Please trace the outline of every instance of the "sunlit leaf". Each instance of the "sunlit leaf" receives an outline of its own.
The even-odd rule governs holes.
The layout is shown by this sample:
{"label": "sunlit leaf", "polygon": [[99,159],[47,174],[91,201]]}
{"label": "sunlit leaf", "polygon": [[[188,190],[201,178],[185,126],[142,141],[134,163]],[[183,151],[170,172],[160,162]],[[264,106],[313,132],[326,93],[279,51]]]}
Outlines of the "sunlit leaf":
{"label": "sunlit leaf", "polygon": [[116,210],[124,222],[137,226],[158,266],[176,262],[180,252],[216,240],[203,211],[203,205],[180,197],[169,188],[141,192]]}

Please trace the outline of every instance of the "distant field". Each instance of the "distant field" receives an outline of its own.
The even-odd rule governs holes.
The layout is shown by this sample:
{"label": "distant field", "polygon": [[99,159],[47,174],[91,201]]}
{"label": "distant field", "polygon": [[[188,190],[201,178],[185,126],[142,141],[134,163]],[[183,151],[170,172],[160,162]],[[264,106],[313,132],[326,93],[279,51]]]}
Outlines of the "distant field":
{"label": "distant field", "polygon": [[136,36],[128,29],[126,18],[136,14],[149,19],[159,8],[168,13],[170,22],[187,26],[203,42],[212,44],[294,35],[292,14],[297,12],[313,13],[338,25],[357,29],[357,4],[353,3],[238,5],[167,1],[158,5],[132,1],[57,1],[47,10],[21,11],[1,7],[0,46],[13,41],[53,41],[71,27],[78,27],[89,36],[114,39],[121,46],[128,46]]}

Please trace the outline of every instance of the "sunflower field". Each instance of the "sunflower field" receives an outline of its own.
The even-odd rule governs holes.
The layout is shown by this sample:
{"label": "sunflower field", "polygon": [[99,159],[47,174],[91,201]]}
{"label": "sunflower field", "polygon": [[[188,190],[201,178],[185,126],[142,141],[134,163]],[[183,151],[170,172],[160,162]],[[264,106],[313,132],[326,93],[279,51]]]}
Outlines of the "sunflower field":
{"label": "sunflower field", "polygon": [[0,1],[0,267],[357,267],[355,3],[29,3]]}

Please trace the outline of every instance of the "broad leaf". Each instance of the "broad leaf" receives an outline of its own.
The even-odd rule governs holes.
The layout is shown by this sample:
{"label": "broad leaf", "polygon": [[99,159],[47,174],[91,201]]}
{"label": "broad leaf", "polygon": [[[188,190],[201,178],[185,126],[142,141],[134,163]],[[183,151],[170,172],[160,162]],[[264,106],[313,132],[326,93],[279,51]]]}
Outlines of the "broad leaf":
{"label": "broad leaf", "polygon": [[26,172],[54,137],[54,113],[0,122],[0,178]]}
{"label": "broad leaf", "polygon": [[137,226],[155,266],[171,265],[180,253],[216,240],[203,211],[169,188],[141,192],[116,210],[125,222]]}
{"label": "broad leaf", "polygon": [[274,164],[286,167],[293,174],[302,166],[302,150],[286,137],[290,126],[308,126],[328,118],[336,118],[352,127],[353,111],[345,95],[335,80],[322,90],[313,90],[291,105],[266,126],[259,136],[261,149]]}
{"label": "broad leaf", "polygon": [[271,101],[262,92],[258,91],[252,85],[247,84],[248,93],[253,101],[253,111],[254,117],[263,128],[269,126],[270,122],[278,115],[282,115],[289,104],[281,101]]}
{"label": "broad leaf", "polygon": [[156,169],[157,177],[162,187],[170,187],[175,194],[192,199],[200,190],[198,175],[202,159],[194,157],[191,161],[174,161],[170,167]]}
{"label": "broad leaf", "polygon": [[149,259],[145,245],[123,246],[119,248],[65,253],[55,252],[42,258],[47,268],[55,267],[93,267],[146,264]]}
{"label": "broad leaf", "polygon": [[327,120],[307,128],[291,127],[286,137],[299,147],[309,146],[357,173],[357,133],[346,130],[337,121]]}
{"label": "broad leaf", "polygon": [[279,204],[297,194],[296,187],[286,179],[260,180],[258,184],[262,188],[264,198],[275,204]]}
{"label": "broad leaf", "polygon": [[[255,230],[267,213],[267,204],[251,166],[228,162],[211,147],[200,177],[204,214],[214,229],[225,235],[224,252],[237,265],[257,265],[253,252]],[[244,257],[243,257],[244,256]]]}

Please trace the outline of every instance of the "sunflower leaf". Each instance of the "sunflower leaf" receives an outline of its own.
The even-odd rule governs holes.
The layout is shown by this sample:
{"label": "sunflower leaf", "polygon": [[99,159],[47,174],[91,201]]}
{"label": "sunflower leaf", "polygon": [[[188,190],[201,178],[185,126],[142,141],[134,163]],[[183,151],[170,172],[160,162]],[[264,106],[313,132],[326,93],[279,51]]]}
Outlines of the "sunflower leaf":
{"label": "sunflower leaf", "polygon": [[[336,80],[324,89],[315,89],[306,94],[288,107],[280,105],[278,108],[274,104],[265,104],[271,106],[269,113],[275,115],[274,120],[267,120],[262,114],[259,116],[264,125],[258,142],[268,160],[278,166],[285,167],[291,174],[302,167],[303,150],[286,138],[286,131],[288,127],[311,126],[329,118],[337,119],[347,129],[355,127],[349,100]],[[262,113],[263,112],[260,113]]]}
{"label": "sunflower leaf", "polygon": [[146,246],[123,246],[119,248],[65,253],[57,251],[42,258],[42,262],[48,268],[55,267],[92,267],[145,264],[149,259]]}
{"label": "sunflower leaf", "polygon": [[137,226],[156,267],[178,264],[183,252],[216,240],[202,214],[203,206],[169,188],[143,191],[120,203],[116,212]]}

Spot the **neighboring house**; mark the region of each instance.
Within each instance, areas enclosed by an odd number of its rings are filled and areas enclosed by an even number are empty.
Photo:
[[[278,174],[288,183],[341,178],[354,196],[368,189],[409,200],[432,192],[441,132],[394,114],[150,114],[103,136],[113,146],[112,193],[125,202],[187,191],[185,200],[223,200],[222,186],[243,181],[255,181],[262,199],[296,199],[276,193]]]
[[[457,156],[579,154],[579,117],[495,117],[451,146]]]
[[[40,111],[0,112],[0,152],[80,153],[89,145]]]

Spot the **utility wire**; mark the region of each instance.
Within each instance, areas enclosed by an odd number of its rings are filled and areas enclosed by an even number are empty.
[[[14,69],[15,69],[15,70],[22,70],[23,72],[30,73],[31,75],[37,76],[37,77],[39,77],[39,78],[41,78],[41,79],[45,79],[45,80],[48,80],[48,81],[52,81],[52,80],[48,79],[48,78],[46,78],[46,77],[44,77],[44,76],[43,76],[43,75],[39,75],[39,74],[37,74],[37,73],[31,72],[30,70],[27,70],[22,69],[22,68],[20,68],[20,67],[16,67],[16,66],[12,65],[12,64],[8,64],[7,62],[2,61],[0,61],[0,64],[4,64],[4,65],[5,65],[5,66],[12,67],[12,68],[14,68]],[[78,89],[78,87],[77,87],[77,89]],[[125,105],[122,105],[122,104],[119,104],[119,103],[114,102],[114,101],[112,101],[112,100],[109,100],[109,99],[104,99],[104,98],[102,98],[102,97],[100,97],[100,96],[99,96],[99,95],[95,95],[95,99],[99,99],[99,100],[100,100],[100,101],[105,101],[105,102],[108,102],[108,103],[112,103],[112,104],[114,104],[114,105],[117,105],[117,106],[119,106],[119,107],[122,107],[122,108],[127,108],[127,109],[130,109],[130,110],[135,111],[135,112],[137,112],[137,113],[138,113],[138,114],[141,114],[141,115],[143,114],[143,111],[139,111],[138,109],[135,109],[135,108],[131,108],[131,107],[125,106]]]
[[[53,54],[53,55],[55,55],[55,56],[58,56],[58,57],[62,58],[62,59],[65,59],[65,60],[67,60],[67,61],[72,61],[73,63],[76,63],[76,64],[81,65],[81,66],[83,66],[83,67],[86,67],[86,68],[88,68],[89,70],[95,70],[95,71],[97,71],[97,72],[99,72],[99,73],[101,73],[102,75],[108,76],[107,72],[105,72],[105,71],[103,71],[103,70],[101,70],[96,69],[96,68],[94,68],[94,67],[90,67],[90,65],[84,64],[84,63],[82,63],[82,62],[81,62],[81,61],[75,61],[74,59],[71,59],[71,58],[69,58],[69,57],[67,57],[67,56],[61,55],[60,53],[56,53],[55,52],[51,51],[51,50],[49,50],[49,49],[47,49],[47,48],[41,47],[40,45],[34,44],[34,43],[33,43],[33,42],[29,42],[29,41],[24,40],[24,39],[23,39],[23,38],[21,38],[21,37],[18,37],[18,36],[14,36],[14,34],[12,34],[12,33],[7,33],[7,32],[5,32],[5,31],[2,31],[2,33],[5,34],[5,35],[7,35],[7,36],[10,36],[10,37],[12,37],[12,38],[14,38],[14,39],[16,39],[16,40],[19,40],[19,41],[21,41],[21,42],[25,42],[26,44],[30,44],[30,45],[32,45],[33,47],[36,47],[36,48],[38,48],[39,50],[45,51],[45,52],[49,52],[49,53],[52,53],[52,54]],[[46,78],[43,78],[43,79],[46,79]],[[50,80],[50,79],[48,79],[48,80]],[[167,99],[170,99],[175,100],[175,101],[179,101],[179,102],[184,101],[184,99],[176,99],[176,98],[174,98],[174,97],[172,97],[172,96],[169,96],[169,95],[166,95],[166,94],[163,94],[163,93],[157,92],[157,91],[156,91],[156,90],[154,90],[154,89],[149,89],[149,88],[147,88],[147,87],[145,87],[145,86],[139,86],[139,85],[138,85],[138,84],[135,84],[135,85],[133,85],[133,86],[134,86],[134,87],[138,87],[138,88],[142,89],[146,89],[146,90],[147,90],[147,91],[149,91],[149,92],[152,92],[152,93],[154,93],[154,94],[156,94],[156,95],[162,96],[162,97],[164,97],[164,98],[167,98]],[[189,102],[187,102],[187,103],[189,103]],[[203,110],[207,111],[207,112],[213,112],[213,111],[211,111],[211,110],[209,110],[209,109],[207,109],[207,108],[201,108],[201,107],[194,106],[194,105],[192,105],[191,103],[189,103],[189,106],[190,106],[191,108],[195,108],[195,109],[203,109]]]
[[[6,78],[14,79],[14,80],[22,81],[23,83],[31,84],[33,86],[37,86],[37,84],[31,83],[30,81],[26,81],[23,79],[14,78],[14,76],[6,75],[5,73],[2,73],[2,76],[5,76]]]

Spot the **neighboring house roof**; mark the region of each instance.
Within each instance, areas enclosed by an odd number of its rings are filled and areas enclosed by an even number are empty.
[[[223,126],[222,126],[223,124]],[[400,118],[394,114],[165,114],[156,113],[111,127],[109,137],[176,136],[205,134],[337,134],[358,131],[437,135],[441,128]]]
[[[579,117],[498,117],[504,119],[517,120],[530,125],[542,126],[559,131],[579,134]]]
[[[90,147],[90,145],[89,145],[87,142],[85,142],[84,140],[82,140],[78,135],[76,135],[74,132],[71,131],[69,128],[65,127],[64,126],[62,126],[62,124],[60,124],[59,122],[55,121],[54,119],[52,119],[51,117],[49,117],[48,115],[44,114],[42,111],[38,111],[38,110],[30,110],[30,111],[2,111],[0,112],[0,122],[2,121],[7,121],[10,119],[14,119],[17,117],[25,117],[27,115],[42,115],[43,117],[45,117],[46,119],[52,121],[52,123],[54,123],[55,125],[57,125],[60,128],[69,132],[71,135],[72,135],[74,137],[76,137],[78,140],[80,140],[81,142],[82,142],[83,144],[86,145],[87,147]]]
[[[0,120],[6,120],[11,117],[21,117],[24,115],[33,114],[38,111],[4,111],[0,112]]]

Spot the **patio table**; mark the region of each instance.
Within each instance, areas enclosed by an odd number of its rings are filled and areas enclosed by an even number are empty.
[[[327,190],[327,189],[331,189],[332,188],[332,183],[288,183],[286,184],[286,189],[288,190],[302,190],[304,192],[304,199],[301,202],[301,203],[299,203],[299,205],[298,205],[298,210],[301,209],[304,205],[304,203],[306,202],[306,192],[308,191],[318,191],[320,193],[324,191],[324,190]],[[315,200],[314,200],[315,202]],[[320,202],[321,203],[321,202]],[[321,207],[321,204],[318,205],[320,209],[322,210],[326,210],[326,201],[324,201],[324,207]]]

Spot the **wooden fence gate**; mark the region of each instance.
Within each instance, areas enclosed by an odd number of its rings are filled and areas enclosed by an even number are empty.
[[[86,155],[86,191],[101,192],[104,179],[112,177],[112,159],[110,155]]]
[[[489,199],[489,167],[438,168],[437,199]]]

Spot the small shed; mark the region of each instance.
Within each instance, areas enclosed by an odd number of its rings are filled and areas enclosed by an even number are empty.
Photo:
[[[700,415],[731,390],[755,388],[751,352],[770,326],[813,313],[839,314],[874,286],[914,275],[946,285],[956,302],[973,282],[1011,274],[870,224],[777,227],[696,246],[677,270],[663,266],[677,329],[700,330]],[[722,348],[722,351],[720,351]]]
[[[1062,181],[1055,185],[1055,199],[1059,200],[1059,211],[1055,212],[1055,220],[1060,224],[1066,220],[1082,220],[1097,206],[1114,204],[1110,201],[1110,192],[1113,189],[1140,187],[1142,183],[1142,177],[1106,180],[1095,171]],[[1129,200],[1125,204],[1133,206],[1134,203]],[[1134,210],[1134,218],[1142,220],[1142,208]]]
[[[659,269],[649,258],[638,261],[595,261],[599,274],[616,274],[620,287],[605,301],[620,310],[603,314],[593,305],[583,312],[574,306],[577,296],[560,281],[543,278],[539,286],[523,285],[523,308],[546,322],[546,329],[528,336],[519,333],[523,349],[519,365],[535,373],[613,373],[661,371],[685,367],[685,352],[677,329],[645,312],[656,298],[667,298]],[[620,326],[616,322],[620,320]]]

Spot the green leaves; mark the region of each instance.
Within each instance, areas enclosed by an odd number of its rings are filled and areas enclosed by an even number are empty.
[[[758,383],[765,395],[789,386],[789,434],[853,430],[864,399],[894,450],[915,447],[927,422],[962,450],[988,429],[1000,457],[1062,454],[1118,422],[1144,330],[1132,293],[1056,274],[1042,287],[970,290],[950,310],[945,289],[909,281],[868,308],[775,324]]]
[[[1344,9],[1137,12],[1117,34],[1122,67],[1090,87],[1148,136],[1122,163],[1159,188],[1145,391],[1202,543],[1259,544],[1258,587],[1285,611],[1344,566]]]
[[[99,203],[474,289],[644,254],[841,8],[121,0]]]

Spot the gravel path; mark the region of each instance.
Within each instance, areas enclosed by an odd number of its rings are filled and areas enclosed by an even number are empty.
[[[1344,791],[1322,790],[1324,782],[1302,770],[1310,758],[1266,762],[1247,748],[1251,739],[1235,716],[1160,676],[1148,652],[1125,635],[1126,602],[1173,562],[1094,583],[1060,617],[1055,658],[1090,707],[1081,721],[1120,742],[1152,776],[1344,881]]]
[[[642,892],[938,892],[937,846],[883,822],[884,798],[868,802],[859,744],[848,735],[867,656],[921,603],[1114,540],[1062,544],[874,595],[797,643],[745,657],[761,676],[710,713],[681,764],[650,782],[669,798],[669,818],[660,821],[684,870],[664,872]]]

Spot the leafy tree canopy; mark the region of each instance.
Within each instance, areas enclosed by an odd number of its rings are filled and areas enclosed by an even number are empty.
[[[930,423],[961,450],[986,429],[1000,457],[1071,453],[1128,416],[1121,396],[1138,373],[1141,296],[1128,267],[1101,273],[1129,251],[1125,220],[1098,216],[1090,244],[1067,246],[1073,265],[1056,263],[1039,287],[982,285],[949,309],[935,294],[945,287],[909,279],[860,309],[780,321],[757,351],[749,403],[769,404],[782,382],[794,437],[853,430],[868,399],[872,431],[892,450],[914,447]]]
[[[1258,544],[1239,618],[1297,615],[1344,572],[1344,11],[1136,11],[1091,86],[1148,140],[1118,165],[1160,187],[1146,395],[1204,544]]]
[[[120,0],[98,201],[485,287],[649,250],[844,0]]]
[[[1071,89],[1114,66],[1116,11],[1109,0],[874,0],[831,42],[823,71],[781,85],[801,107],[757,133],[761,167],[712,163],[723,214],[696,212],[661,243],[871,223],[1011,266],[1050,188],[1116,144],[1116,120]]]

▸ GOAL
Repeat the stretch of the entries from "Spot the **wooden" through "[[[489,199],[489,167],[438,168],[437,199]]]", swapping "rings" for "loops" and leaving everything else unchanged.

▸ REPLY TO THE EXERCISE
Spot the **wooden fence gate**; mark the region of each instance.
Within each instance, areas enclosed by an odd number of its loops are filled and areas enclosed by an even number are empty.
[[[86,155],[86,191],[101,192],[104,179],[112,177],[112,159],[110,155]]]
[[[489,199],[489,167],[438,168],[437,199]]]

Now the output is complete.